Task objective
Print the records exactly as they are written.

Records from a collection:
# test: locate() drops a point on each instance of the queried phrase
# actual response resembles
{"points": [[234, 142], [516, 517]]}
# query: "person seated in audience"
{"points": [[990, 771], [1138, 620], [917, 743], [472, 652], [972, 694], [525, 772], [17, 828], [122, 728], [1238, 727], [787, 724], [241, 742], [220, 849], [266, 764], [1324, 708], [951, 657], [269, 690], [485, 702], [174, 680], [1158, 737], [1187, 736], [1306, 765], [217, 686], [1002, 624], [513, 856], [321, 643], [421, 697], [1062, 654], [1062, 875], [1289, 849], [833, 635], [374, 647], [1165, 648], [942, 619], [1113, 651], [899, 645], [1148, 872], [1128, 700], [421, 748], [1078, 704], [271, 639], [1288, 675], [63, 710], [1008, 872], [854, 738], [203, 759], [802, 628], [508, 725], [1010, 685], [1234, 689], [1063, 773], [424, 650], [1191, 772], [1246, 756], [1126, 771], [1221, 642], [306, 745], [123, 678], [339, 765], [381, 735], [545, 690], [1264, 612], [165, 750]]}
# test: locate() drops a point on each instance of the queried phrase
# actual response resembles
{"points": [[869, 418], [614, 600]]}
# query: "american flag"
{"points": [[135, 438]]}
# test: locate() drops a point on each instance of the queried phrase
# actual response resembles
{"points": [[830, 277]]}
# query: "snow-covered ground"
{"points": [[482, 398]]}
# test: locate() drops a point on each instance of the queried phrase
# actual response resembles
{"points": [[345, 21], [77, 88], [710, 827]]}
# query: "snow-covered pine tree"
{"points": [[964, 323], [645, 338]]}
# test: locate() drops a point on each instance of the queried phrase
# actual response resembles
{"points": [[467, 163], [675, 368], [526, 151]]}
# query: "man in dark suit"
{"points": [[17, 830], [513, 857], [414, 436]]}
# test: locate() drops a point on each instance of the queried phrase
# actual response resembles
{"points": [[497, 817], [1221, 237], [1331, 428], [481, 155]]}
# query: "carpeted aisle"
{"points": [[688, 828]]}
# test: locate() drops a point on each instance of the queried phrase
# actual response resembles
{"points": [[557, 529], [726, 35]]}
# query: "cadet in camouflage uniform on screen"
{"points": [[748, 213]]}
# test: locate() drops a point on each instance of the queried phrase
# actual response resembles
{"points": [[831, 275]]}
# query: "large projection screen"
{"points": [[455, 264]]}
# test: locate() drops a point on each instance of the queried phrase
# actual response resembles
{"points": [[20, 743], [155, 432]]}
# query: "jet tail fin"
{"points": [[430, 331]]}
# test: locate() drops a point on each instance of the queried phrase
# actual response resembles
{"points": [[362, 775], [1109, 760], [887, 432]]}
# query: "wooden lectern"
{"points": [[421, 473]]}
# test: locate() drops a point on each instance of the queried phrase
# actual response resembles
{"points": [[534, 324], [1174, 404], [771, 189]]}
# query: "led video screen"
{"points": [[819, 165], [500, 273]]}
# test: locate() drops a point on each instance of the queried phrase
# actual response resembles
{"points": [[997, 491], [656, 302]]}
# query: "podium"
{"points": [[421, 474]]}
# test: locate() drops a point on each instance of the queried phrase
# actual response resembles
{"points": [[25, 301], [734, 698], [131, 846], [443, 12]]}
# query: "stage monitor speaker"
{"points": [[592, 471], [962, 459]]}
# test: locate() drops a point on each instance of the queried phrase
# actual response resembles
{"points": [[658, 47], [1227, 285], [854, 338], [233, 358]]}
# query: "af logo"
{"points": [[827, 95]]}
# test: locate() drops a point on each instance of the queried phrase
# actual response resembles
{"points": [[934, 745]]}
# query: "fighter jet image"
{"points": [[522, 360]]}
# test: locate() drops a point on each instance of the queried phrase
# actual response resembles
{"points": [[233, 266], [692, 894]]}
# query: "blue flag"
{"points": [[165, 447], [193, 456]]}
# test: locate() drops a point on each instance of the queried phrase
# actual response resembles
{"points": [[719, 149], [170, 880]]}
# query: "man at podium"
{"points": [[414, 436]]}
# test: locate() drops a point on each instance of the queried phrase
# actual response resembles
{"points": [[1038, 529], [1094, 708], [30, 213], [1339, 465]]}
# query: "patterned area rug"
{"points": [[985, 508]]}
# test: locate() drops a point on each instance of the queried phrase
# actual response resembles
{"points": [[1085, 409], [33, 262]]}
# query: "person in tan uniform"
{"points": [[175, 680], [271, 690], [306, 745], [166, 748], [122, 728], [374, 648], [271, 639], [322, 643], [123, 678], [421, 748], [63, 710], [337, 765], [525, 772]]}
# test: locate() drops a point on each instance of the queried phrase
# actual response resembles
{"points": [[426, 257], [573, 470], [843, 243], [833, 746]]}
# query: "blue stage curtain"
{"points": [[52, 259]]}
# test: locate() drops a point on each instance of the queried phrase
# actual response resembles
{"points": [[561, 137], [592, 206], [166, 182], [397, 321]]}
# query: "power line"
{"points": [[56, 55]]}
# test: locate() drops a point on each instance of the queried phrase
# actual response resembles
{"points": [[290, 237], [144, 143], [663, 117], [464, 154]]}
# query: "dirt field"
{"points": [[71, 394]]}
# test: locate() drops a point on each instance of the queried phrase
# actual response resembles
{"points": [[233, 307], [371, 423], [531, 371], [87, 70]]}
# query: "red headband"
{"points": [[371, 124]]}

Written response
# test: locate() drops a point on each instance of the queried phrase
# actual response resembles
{"points": [[234, 142], [516, 517]]}
# query: "person seated in audience"
{"points": [[990, 771], [1138, 620], [917, 743], [472, 652], [972, 694], [525, 772], [17, 828], [122, 728], [1238, 727], [787, 724], [241, 742], [220, 849], [266, 764], [1324, 708], [951, 657], [269, 690], [485, 702], [174, 680], [1158, 737], [1187, 736], [1306, 765], [217, 686], [1002, 624], [513, 856], [321, 643], [421, 697], [1062, 654], [1062, 875], [1289, 849], [833, 635], [374, 647], [1165, 648], [942, 619], [1113, 651], [899, 645], [1148, 872], [1128, 700], [421, 748], [1078, 704], [271, 639], [1288, 675], [63, 710], [1008, 872], [854, 738], [203, 759], [802, 628], [508, 725], [1010, 685], [1234, 689], [1063, 773], [424, 650], [1191, 772], [1246, 756], [1126, 771], [1221, 642], [306, 745], [123, 678], [339, 765], [381, 735], [545, 690], [1264, 612], [165, 750]]}
# test: locate() drops a point on each instance of the queried phrase
# actual response resembles
{"points": [[869, 418], [614, 600]]}
# query: "american flag"
{"points": [[135, 438]]}
# test: locate() drops a point on each instance of the queried phrase
# actual response resembles
{"points": [[830, 277]]}
# query: "snow-covered ground"
{"points": [[482, 398]]}
# test: locate() drops a point on each instance of the queried phrase
# actual response resembles
{"points": [[345, 21], [77, 88], [710, 827]]}
# query: "snow-covered pine tree"
{"points": [[964, 323], [645, 338]]}
# test: locate() drops a point on each instance of the queried phrase
# actual response resembles
{"points": [[467, 163], [675, 368], [526, 151]]}
# query: "man in dark suit"
{"points": [[17, 830], [513, 857], [414, 436]]}
# test: locate() drops a point on each instance of the queried phrase
# actual response resembles
{"points": [[497, 817], [1221, 237], [1331, 428], [481, 155]]}
# query: "carpeted aisle"
{"points": [[688, 828]]}
# test: locate() drops a point on each instance of the queried phrase
# actual response resembles
{"points": [[557, 529], [726, 35]]}
# query: "cadet in camouflage uniform on screen"
{"points": [[748, 213]]}
# test: locate() drops a point on each instance of the queried phrase
# actual response resembles
{"points": [[831, 275]]}
# query: "large projection screen"
{"points": [[455, 264]]}
# test: locate() drops a point on each instance of the queried phrase
# actual response resembles
{"points": [[20, 743], [155, 432]]}
# query: "jet tail fin"
{"points": [[430, 331]]}
# test: locate() drops a point on each instance of the queried phrase
# actual response resembles
{"points": [[362, 775], [1109, 760], [887, 432]]}
# query: "wooden lectern"
{"points": [[421, 473]]}
# test: locate() drops a point on each instance of the queried phrase
# actual response resembles
{"points": [[534, 324], [1174, 404], [771, 189]]}
# query: "led video screen"
{"points": [[819, 165], [500, 273]]}
# test: locate() drops a point on each instance of the queried phrase
# actual response resembles
{"points": [[997, 491], [656, 302]]}
# query: "podium"
{"points": [[421, 474]]}
# test: locate() drops a point on each instance of the queried phrase
# actual response resembles
{"points": [[25, 301], [734, 698], [131, 846], [443, 12]]}
# query: "stage monitor speaker"
{"points": [[592, 471], [962, 459]]}
# test: locate() drops a point on each instance of the queried phrase
# actual response resembles
{"points": [[658, 47], [1227, 285], [854, 338], [233, 358]]}
# query: "af logo"
{"points": [[827, 95]]}
# test: locate() drops a point on each instance of the queried phrase
# actual response resembles
{"points": [[934, 745]]}
# query: "fighter jet image"
{"points": [[522, 360]]}
# test: locate() drops a point on each instance of the queried phrase
# actual response resembles
{"points": [[233, 266], [692, 894]]}
# query: "blue flag"
{"points": [[165, 447], [193, 456]]}
# test: locate() drops a point on each instance of the queried phrase
# actual response resembles
{"points": [[719, 149], [170, 880]]}
# query: "man at podium"
{"points": [[414, 436]]}
# test: locate() drops a point on each instance of the queried phrase
# actual response resembles
{"points": [[1038, 529], [1094, 708], [30, 213], [1339, 465]]}
# query: "patterned area rug"
{"points": [[985, 508]]}
# test: locate() drops a point on each instance of the queried phrase
# actual response resembles
{"points": [[1085, 409], [33, 262]]}
# query: "person in tan uniform"
{"points": [[175, 680], [271, 690], [306, 745], [166, 748], [122, 728], [374, 648], [271, 639], [322, 643], [123, 678], [421, 748], [63, 710], [337, 765], [525, 772]]}
# test: locate() drops a point on each instance of the queried phrase
# actual response resembles
{"points": [[426, 257], [573, 470], [843, 243], [833, 746]]}
# query: "blue stage curtain"
{"points": [[52, 259]]}
# test: locate() drops a point on each instance of the queried phrase
# actual response resembles
{"points": [[561, 137], [592, 206], [166, 182], [397, 321]]}
# query: "power line"
{"points": [[56, 55]]}
# test: locate() drops a point on each instance of the queried phrase
# actual response resembles
{"points": [[290, 237], [144, 143], [663, 117], [464, 154]]}
# query: "dirt field"
{"points": [[71, 394]]}
# test: locate() drops a point on each instance of the queried phrase
# actual response resembles
{"points": [[233, 307], [371, 423], [531, 371], [87, 70]]}
# query: "red headband"
{"points": [[371, 124]]}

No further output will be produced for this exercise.